**WORK INSTRUCTIONS**
Revise the lines below by replacing "ribbed" with "woolen", keeping everything else the same.

— begin INFORMATION GIVEN —

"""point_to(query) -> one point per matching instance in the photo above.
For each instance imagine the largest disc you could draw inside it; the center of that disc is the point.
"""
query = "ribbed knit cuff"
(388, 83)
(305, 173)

— end INFORMATION GIVEN —

**THE OUTPUT**
"""point_to(query) -> one point per matching instance in the photo above.
For each instance imagine the largest disc you could draw inside it; the center of that disc is the point.
"""
query = "woolen knit cuff"
(388, 83)
(305, 173)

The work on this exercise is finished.